━━ Input material ━━
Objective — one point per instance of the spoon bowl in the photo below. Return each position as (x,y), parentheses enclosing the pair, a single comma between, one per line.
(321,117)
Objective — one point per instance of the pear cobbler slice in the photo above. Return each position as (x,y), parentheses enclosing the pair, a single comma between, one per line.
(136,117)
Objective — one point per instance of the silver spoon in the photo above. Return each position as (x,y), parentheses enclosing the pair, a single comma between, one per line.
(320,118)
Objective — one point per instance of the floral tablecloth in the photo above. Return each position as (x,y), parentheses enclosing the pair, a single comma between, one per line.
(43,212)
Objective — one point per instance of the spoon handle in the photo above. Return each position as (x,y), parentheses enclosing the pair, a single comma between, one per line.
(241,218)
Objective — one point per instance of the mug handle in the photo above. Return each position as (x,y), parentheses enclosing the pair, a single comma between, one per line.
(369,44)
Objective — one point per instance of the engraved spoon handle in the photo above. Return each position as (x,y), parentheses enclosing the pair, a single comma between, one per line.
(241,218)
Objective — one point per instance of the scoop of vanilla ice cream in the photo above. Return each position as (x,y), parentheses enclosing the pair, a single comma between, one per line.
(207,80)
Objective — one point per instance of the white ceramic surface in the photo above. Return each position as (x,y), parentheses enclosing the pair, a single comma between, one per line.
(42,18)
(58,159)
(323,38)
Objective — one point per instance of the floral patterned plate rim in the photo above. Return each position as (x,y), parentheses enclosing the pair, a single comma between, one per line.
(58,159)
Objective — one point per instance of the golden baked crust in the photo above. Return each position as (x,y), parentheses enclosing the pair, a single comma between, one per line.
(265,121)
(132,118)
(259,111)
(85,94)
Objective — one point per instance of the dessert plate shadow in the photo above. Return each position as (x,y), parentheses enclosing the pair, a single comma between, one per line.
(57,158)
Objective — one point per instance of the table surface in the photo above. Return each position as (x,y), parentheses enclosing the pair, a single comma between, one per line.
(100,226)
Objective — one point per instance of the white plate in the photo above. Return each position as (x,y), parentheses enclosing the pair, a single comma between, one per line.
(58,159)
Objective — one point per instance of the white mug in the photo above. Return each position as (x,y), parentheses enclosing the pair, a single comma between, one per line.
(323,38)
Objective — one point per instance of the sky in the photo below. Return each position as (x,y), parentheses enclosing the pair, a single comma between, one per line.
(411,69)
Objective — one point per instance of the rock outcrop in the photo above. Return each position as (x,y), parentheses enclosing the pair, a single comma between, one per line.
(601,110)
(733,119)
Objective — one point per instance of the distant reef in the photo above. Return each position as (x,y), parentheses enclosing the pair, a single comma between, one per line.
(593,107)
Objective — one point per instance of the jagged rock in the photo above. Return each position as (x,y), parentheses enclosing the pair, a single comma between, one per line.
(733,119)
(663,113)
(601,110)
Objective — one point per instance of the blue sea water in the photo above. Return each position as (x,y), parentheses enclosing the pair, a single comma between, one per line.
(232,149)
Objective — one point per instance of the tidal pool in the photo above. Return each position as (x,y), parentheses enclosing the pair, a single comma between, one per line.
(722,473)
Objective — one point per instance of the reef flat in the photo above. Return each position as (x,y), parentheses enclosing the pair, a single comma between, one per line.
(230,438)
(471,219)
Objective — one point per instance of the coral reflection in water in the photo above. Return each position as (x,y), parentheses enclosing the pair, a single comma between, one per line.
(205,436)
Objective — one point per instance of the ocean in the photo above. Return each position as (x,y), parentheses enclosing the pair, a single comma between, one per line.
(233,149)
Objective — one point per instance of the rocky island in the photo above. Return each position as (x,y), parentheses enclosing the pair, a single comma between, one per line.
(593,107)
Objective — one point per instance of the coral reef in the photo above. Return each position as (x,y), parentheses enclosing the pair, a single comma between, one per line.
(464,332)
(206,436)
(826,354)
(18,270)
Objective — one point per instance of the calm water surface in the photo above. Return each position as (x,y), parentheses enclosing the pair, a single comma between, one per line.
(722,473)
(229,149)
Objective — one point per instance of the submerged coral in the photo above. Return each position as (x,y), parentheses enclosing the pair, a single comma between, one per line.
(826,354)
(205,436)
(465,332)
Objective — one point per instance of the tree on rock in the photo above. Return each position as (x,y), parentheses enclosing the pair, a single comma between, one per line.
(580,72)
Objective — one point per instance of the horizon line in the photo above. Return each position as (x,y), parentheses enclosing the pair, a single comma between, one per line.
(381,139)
━━━
§ What you are asked to do: Can you retype every one of the records above word for word, with nothing changed?

§ Answer in full:
Objective — one point per instance of the spoon bowl in the photo below. Return each position as (x,y), parentheses enclosing the pair, a single comma between, one per line.
(321,117)
Objective — one point per instance of the pear cobbler slice in the photo above. Return each position as (x,y), parentheses enclosing the pair, a single comma between, one per line.
(136,117)
Objective — one point per instance of the silver spoon in the photo above. Return each position as (x,y), parentheses enclosing the pair, a single comma between, one per line.
(320,118)
Objective — one point per instance of the floral tablecloth in the photo above. Return each position as (x,y), parentheses enclosing the pair, a single comma between, one per line.
(43,212)
Objective — one point per instance of the spoon handle in the photo above. Return each position as (x,y), parentheses enclosing the pair, a single comma between, one per line.
(241,218)
Objective — one point per instance of the mug handle in the photo above. Return each position as (x,y), parentheses enclosing the pair, a single comma between, one per line.
(369,44)
Objective — one point per instance of the engraved spoon handle in the photo above. Return each position as (x,y), parentheses enclosing the pair, a single comma between, one per line.
(241,218)
Objective — one point per instance of the scoop of vanilla ice cream in the photo above. Return each position as (x,y), parentheses enclosing the pair, a single comma between, one per line.
(207,80)
Objective — one point per instance of the white ceramic surface in the photo above. Return each position as (x,y), parentheses enclosing the pair, a single comma between, one per line.
(42,18)
(58,159)
(323,38)
Objective — one point per instance of the floral patterned plate rim in the photo above. Return each position as (x,y), parentheses enclosing the pair, a single comma between, one per line.
(58,159)
Objective — one point per instance of the golden baked crust in the photo above. Return each position as (x,y), parentheses enclosing the pair, a single comma between, one per line.
(265,121)
(132,118)
(259,111)
(85,94)
Objective — one point per instance of the dessert plate shadow in the photo above. Return each position as (x,y), parentheses enclosing the pair, a single comma between, one per line.
(57,158)
Objective — one point per instance of the table surface in the photo above. Return each position as (x,y), parentheses enclosing the pair, a single comma between, one per line.
(100,226)
Objective — one point per instance of the white plate in the photo above. Return each position as (x,y), parentheses enclosing the pair, a single comma between, one per line.
(58,159)
Objective — one point per instance of the white mug in the photo above. Return each position as (x,y), parentheses enclosing the pair, a single comma between, one per line.
(323,38)
Objective — one point per instance of the sky in the photo below. Return each position as (x,y), parentheses enclosing the pair, a single comma between, one per line.
(411,69)
Objective — one point per instance of the rock outcrop in the photo above. Return each position as (x,y), parentheses enclosing the pair, a single comma between, one per line.
(601,110)
(733,119)
Objective — one point per instance of the distant reef in the photo above. Return each position as (x,y), parentheses enclosing the pair, a single comma between, one per line.
(593,107)
Objective — one point per instance of the jagged rock in the photo above. Return each position as (x,y), parentheses enclosing the pair, a single comma between, one per line.
(733,119)
(663,113)
(601,110)
Objective — one point per instance of the blue sea water in the photo above. Return each position as (x,y), parentheses enclosing the pair, a single comma between, one per line.
(232,149)
Objective — one point per instance of the tidal pool in the photo above. Return each position as (x,y), parentheses enclosing the pair, a single comma between, one per line.
(722,473)
Objective — one point per instance of the reef flat in the photo above. Return each position as (x,y), parentheses enclosing the pair, a single comma between, one per line.
(230,438)
(471,219)
Objective — one point per instance of the coral reflection in water in the photo above. Return each position as (x,y), parentheses enclosing the pair, a single comma between, one per line.
(205,436)
Objective — one point per instance of the ocean in the photo above. Return each position as (x,y), parentheses enclosing the pair, a single comma between, one per line.
(233,149)
Objective — one point per instance of the rocky island in the photo above. Return each position as (x,y), parentheses enclosing the pair, a single comma between, one per line.
(593,107)
Objective — one point per instance of the coral reef in the photo above. Return each position as (x,y), parentheses enclosing the pair, a single comma between, one per line.
(464,332)
(206,436)
(826,354)
(18,270)
Objective — one point per instance of the calm water surface in the photo above. Return each position as (x,y), parentheses enclosing the pair, a single comma between, one per line.
(722,473)
(229,149)
Objective — one point per instance of the submerged coral in the photo above. Return each position as (x,y), parentheses enclosing the pair, a single comma between, one per line.
(826,354)
(205,436)
(465,332)
Objective — one point per instance of the tree on rock in the photo above. Return each position as (x,y), parentheses enclosing the pair, a single comma between, one per line.
(580,72)
Objective — one point per instance of the horizon line in the photo above. Return each position as (x,y), parentheses enclosing the pair, a single comma between, one per line.
(381,139)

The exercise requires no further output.